- [Requirement] Copy out every line of the rows below in which the word "white" appears.

- [Input for this task]
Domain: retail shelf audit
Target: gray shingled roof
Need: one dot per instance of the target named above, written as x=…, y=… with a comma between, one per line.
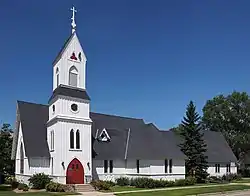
x=131, y=138
x=70, y=91
x=218, y=149
x=63, y=48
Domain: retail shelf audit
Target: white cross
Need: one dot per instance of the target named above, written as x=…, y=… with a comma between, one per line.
x=73, y=23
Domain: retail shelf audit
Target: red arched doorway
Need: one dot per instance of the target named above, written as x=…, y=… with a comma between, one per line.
x=75, y=172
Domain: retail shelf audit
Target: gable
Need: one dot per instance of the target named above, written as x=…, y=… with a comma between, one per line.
x=33, y=119
x=71, y=43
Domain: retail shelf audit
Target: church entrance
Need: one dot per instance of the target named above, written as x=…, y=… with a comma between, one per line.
x=75, y=172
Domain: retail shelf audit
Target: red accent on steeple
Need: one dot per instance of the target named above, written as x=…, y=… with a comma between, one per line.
x=73, y=56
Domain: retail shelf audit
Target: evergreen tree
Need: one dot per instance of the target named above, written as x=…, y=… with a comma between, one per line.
x=193, y=145
x=6, y=164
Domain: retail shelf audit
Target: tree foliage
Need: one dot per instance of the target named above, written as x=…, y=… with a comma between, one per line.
x=231, y=116
x=193, y=145
x=6, y=164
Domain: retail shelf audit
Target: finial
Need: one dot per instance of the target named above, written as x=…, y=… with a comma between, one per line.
x=73, y=23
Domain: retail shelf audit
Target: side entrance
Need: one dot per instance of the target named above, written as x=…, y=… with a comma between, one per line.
x=75, y=172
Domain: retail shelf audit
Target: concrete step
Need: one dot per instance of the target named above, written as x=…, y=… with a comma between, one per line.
x=84, y=188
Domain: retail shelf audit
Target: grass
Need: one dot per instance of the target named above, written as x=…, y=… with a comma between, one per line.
x=189, y=191
x=243, y=180
x=124, y=188
x=6, y=191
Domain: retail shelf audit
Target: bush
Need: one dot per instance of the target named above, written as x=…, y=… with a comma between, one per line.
x=9, y=179
x=69, y=188
x=181, y=182
x=55, y=187
x=244, y=172
x=39, y=181
x=214, y=179
x=123, y=181
x=110, y=182
x=23, y=187
x=101, y=185
x=190, y=181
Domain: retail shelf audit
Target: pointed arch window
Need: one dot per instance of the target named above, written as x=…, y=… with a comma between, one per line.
x=73, y=76
x=72, y=139
x=21, y=159
x=77, y=139
x=57, y=76
x=52, y=140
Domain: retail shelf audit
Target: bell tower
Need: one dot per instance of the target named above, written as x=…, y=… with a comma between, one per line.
x=69, y=124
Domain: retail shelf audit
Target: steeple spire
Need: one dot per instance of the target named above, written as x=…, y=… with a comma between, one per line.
x=73, y=23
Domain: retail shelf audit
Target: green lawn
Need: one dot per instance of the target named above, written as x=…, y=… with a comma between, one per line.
x=189, y=191
x=243, y=180
x=6, y=191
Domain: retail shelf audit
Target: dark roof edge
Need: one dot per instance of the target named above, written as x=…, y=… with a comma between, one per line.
x=118, y=116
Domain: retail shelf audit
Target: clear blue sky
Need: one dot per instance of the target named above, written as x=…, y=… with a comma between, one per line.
x=146, y=58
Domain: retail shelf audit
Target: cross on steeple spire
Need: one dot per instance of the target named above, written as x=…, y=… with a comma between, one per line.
x=73, y=23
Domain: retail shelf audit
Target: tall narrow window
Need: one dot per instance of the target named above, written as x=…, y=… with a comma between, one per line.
x=77, y=139
x=52, y=140
x=105, y=166
x=166, y=166
x=72, y=139
x=110, y=166
x=138, y=166
x=170, y=166
x=73, y=75
x=57, y=76
x=21, y=159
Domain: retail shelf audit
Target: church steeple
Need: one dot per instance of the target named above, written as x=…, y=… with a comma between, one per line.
x=70, y=63
x=73, y=23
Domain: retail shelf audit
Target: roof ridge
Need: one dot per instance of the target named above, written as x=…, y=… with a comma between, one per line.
x=26, y=102
x=114, y=115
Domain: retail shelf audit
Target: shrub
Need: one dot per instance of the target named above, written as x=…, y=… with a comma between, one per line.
x=144, y=182
x=214, y=179
x=20, y=186
x=69, y=188
x=170, y=183
x=55, y=187
x=9, y=179
x=39, y=181
x=23, y=187
x=101, y=185
x=231, y=177
x=123, y=181
x=244, y=172
x=14, y=184
x=111, y=182
x=190, y=181
x=181, y=182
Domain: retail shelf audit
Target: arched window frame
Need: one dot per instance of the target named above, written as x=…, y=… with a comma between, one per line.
x=52, y=140
x=77, y=139
x=72, y=139
x=73, y=74
x=21, y=159
x=57, y=77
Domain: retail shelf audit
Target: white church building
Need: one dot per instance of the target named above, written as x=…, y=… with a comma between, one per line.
x=73, y=145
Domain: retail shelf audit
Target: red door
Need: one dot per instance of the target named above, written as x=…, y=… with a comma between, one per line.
x=75, y=172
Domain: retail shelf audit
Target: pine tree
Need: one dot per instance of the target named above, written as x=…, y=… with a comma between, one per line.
x=193, y=145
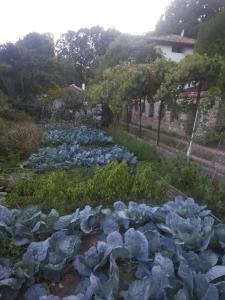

- [Task output]
Target: white cross
Target: white church building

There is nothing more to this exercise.